* EXTRAIT DU TEXTE:
━━━━━━━━━━━━━━━━━━━━

Le parti islamiste est-il officiellement relégué aux oubliettes ou arrivera-t-il à renaître de ses cendres ?
Alors que Rached Ghannouchi, président et leader historique d’Ennahdha, est en prison, le parti décide quand même de tenir son 11e congrès. A quoi faut-il s’attendre ?
Un mandat de dépôt a été émis en avril contre Rached Ghannouchi, accusé, entre autres, de complot contre la sûreté intérieure de l’État, d’intention de changer la forme de l’État et d’incitation des habitants à s’entretuer.
Ghannouchi est président du parti islamiste depuis plus de 30 ans. De tous les présidents qu'Ennahdha a connus, seul Ghannouchi a su garder son poste aussi longtemps. Tous les autres (Sadok Chourou, Salah Karkar, Mohamed Ben Salem, Habib Ellouze…) n’avaient pas dépassé les deux-trois ans. Comment un congrès pourrait donc être tenu sans son président historique ?

━━━━━━━━━━━━━━━━━━━━

* ÉLÉMENTS:

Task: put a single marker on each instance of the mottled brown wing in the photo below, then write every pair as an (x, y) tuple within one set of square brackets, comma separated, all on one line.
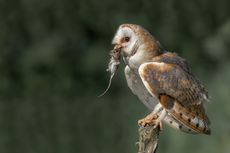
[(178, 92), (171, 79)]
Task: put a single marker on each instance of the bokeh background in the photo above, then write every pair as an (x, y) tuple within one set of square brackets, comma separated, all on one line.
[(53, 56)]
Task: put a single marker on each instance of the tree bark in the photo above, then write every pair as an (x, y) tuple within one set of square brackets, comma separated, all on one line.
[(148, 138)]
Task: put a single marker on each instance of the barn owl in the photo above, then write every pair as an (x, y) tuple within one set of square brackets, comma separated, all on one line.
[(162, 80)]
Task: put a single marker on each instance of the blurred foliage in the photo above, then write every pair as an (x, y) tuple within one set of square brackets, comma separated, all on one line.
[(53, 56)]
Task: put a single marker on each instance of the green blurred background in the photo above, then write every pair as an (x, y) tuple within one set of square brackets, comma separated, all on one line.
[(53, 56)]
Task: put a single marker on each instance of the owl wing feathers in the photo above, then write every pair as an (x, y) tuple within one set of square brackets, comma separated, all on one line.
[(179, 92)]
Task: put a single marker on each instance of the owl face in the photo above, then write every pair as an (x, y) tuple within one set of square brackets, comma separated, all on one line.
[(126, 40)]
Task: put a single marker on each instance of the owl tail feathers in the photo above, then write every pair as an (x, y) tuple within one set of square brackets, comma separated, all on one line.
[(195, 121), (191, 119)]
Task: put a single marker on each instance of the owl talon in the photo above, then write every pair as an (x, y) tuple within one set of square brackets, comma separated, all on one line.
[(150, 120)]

━━━━━━━━━━━━━━━━━━━━

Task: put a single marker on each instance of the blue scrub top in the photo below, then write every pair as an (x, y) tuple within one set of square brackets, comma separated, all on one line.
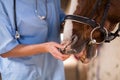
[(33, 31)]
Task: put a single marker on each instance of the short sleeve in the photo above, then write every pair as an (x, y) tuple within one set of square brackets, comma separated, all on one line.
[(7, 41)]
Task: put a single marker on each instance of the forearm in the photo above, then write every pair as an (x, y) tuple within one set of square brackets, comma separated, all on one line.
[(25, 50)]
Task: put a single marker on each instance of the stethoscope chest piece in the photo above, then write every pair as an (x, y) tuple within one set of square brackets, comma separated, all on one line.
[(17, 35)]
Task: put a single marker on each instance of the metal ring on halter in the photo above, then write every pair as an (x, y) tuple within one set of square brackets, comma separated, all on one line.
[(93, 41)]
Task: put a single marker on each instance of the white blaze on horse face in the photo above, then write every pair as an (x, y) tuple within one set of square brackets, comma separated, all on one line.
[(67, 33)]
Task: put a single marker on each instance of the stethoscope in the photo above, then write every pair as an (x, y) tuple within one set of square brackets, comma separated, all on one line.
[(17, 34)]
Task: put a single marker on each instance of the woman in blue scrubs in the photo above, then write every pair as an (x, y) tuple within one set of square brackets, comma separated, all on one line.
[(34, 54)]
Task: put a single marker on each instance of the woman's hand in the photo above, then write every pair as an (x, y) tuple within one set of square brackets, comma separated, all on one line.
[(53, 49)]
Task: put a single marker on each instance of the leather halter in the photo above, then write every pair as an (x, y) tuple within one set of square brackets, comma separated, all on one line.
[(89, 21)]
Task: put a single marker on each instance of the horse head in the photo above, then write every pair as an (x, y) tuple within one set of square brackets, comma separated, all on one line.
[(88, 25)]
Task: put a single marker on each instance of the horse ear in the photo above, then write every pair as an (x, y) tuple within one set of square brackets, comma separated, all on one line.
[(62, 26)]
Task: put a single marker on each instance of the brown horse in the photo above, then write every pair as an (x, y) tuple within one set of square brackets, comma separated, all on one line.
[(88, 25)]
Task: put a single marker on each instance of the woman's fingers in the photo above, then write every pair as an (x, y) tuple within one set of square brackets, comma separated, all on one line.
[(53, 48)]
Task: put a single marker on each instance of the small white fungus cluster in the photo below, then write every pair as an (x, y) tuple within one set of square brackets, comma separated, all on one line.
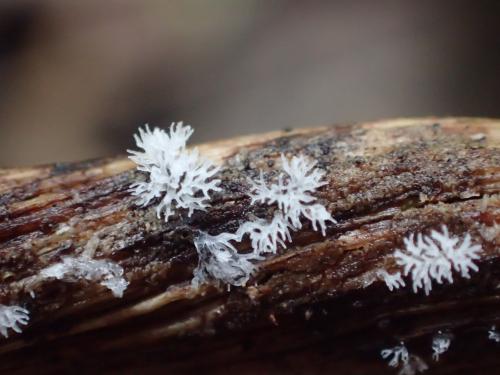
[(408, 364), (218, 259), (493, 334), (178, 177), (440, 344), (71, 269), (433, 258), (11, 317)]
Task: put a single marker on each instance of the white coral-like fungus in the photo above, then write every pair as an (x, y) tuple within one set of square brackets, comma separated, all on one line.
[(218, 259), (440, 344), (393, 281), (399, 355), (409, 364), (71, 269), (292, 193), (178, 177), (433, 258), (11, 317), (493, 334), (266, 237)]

━━━━━━━━━━━━━━━━━━━━

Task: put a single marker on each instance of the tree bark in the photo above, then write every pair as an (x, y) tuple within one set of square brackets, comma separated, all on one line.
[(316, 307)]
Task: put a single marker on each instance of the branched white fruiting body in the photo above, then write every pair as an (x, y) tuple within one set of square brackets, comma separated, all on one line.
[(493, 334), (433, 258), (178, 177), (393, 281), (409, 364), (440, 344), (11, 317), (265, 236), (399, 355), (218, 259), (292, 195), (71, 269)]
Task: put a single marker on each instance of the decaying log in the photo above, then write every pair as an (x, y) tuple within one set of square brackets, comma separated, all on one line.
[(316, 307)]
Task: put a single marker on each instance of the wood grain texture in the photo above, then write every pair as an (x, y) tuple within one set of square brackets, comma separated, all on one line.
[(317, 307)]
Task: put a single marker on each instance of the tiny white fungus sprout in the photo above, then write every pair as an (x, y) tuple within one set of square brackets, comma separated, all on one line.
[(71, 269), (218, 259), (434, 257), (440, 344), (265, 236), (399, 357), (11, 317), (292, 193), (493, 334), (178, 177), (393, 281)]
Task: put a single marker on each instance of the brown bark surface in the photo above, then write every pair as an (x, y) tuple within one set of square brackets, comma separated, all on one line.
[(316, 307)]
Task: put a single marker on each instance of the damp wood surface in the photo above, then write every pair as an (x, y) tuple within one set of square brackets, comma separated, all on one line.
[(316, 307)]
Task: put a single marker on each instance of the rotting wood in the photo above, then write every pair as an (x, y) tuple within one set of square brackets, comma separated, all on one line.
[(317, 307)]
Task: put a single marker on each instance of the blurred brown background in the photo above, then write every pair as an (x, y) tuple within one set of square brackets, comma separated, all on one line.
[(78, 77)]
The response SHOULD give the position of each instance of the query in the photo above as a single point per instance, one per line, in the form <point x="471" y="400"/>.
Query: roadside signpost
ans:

━━━━━━━━━━━━━━━━━━━━

* VOTRE OBJECTIF:
Répondez à ces questions d'après le texte sur Ennahdha :
1. Quel congrès le parti décide-t-il de tenir ?
2. En quel mois un mandat de dépôt a-t-il été émis contre Rached Ghannouchi ?
3. Depuis combien de temps Ghannouchi préside-t-il le parti ?
Les lignes proviennent d'une autre source.

* RÉPONSE À L'EXERCICE:
1. Son 11e congrès.
2. En avril.
3. Depuis plus de 30 ans.